• _Instructions for the task_: Exactly repeat all the records below, omitting the images they hold.

[[ Information supplied open ]]

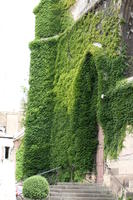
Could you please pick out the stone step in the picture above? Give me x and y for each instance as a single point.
(80, 186)
(79, 198)
(79, 191)
(71, 190)
(79, 194)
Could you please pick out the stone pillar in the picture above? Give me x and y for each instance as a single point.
(100, 156)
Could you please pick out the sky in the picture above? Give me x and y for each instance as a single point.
(17, 24)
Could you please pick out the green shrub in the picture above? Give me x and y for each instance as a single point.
(36, 187)
(19, 162)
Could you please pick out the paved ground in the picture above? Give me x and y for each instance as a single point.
(7, 181)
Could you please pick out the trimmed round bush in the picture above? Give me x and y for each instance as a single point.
(35, 187)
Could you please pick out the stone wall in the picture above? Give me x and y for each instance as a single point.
(119, 173)
(11, 122)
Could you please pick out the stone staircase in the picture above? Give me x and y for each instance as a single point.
(79, 191)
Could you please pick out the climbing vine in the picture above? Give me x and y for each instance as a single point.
(68, 75)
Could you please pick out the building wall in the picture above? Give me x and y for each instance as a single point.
(11, 121)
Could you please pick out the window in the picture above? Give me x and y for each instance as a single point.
(7, 152)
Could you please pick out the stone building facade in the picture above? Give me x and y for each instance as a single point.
(10, 125)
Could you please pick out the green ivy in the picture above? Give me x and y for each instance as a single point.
(68, 76)
(19, 162)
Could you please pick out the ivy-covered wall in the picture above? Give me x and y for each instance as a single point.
(68, 75)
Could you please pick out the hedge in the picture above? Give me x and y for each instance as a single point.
(68, 75)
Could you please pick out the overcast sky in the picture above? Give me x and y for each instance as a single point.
(16, 31)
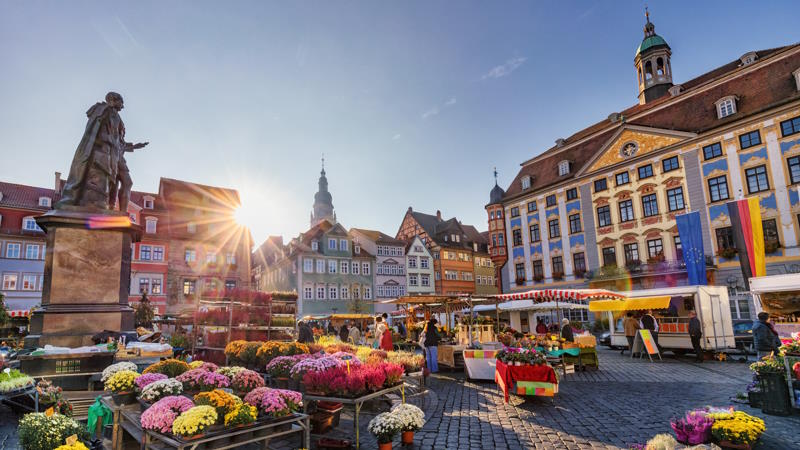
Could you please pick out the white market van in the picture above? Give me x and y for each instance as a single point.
(713, 311)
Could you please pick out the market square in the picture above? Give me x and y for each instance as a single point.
(481, 282)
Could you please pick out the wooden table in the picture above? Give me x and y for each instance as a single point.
(356, 403)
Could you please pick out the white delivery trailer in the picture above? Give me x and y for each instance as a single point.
(709, 302)
(779, 295)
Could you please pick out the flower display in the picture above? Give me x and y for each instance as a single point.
(230, 371)
(114, 368)
(12, 380)
(160, 389)
(121, 381)
(169, 367)
(37, 431)
(243, 414)
(202, 380)
(149, 378)
(161, 415)
(280, 366)
(194, 420)
(412, 417)
(385, 426)
(211, 367)
(246, 380)
(222, 401)
(736, 427)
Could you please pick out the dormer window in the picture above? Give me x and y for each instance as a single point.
(726, 106)
(563, 168)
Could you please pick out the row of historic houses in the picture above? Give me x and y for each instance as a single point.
(598, 208)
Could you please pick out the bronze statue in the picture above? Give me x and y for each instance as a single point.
(99, 162)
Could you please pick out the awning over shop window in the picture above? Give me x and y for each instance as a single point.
(631, 304)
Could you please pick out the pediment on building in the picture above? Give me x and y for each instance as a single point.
(630, 142)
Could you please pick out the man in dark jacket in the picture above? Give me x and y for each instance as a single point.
(695, 333)
(765, 338)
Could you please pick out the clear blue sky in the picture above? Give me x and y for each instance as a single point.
(413, 103)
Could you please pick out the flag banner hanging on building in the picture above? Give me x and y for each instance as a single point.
(748, 236)
(691, 233)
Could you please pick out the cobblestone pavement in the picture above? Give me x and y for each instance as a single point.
(626, 401)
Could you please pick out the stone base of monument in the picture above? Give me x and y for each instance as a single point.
(86, 278)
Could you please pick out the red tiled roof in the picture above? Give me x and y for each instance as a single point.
(22, 196)
(767, 86)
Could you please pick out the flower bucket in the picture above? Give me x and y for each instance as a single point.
(124, 398)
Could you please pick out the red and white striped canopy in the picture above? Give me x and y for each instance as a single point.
(544, 295)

[[ Information supplied closed ]]

• _Exercise solution_:
Could you please pick out the stone step in the picture above? Give me x and y for each instance as a single point.
(80, 186)
(79, 198)
(79, 191)
(71, 190)
(79, 194)
Could you please pick out the stone pillar in the picture above? Give me x and y for each instance as a single point.
(100, 156)
Could you please pick out the sky in the picture above? Give me x and y for each instance as a single point.
(17, 24)
Could you please pick out the green shrub in the picture above? Give me x and y for each instance as a single point.
(36, 187)
(19, 162)
Could you please pick out the paved ground in the picture above? Give me x and y for each instance as a single point.
(7, 181)
Could you please pick out the trimmed round bush in the picture above? Give me x and y for each instance as a single point.
(35, 187)
Could you please pick out the stone wall in the picture above? Give me x and y for each instance as a single point.
(119, 173)
(11, 122)
Could you please pick out the stone staircase in the picture above? Give me x and y for each instance as a single point.
(79, 191)
Could you please pick out the climbing vine in the picture above? Give me x and y for each instance as a single point.
(68, 75)
Could you please pick out the building wall in the picture above? Give me x and y for each instance as a single point.
(11, 121)
Could you please pick out the window in the picture above? Give me x and y for each instance as a single point.
(7, 152)
Could you please pick out the stone building facade in the picture above? Give me x and y for each instance as a single point.
(10, 125)
Could you please pick out the green ivy in the picture above? Give me x and y for each instance as a single point.
(68, 76)
(19, 162)
Could you please pick out the ivy-covered wall in the picture above? Give me x and y for each instance as a single point.
(68, 75)
Could you please pick out the hedge in the picture above? Give me x and y for each instance as a single point.
(68, 75)
Could you please pick out the overcast sky in the picture above? Give me x and y for each instance as a single point.
(16, 31)
Could you please pick out the white market van in the picture above? Give me x and y for each instance as a single point.
(713, 311)
Could you please pick out the market square in the picture above? Give me x and y for each instance as a single point.
(481, 282)
Could you please pick out the wooden table in the picture above? Give me x and y for each instance as a single point.
(356, 403)
Could you please pick out the white delivery trailer in the picture above? Give me x and y for each instance as a single point.
(709, 302)
(779, 295)
Could you please pick out the flower display in the picture above? Give me x and y for each instance as a single point.
(230, 371)
(114, 368)
(12, 380)
(160, 389)
(121, 381)
(169, 367)
(37, 431)
(243, 414)
(202, 380)
(149, 378)
(161, 415)
(280, 366)
(194, 420)
(412, 417)
(385, 426)
(211, 367)
(246, 380)
(222, 401)
(736, 427)
Could you please pick out the dormer window in the picture above? Give me x and y for each instance as a single point.
(726, 106)
(563, 168)
Could you please pick out the row of historic houses in the picture above? Give me x and y for each instance as a single point.
(598, 208)
Could you please pick out the bronze statue in the picture above? Give me x and y for each instance as a single point.
(99, 162)
Could you please pick out the awning over shop window in the picture above? Give me x and y for each instance as a single point.
(631, 304)
Could you please pick out the pediment on building in the picture above? Give me x and y for each instance as a single point.
(630, 142)
Could you please pick out the man in dark jacket in the picture above? Give me x and y for each instance as a single point.
(695, 333)
(765, 338)
Could you please pick out the clear blue sky in the picture above? Give me x and y for each instance as a single point.
(413, 103)
Could you please pick out the flag banner hanging on building in the picture above? Give me x and y for each instance as a single point.
(748, 236)
(691, 233)
Could you please pick out the cobblestone pavement in the picture above? Give me x and y for each instance as a single point.
(626, 401)
Could you please pick out the stone base of monument in the picture above? Give me x and y for each instance as a single point.
(86, 278)
Could you please pick out the red tiled roof in the picture above? Give me x and y for each instance as a single point.
(22, 196)
(767, 86)
Could you please pick out the flower bucket in the picture above? Give me x and y for each instance as a single point.
(124, 398)
Could you please pick out the red and white striped canopy in the picture above? Give me x and y for each instance as a single point.
(544, 295)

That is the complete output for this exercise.